▶ **Your goal**
Copy every line of the listing below without alteration, omitting the pictures from your output.

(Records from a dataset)
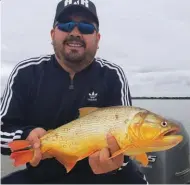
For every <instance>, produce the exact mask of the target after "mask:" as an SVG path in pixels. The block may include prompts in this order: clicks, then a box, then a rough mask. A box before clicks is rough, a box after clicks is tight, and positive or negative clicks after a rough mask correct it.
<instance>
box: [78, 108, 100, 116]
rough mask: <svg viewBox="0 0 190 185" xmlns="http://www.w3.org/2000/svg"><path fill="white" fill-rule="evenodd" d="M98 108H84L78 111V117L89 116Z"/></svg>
mask: <svg viewBox="0 0 190 185" xmlns="http://www.w3.org/2000/svg"><path fill="white" fill-rule="evenodd" d="M97 109H98V107H84V108H80V109H79V113H80V117H82V116H85V115H88V114H90V113H91V112H93V111H95V110H97Z"/></svg>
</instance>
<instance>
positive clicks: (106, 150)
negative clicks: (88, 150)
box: [89, 134, 124, 174]
mask: <svg viewBox="0 0 190 185" xmlns="http://www.w3.org/2000/svg"><path fill="white" fill-rule="evenodd" d="M107 143H108V148H109V149H108V148H104V149H102V150H101V151H97V152H95V153H93V154H92V155H91V156H89V164H90V166H91V169H92V171H93V172H94V173H95V174H103V173H108V172H111V171H114V170H116V169H118V168H120V167H121V166H122V164H123V162H124V155H123V154H120V155H118V156H116V157H114V158H112V159H108V158H109V157H110V156H111V155H112V154H113V153H114V152H116V151H118V150H119V149H120V147H119V145H118V143H117V141H116V139H115V138H114V136H112V135H110V134H108V136H107Z"/></svg>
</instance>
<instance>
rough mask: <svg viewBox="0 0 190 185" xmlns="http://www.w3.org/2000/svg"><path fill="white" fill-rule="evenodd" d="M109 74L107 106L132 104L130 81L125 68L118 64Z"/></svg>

▶ **Result below**
For every <instance>, produce the exact mask of the target after "mask:" as an SVG path in pixels. The block may include prompts in this order: clicks, then a box, then a rough mask. A box before clicks is rough, a box after clicks is tight, and positive or negative clicks after a rough mask correct it.
<instance>
box: [78, 108, 100, 116]
rough mask: <svg viewBox="0 0 190 185" xmlns="http://www.w3.org/2000/svg"><path fill="white" fill-rule="evenodd" d="M98 108H84L78 111V117L89 116Z"/></svg>
mask: <svg viewBox="0 0 190 185" xmlns="http://www.w3.org/2000/svg"><path fill="white" fill-rule="evenodd" d="M97 109H98V107H84V108H80V109H79V113H80V117H82V116H85V115H88V114H90V113H91V112H93V111H95V110H97Z"/></svg>
</instance>
<instance>
positive clicks: (106, 150)
negative clicks: (88, 150)
box: [89, 134, 124, 174]
mask: <svg viewBox="0 0 190 185" xmlns="http://www.w3.org/2000/svg"><path fill="white" fill-rule="evenodd" d="M107 143H108V148H109V149H108V148H104V149H102V150H101V151H97V152H95V153H93V154H92V155H91V156H89V164H90V166H91V169H92V171H93V172H94V173H95V174H103V173H108V172H111V171H114V170H116V169H118V168H120V167H121V166H122V164H123V162H124V155H123V154H120V155H118V156H116V157H114V158H112V159H108V158H109V157H110V156H111V155H112V154H113V153H114V152H116V151H118V150H119V149H120V147H119V145H118V143H117V141H116V139H115V138H114V136H112V135H110V134H108V136H107Z"/></svg>
</instance>
<instance>
rough mask: <svg viewBox="0 0 190 185" xmlns="http://www.w3.org/2000/svg"><path fill="white" fill-rule="evenodd" d="M109 74L107 106L132 104L130 81L125 68L118 64Z"/></svg>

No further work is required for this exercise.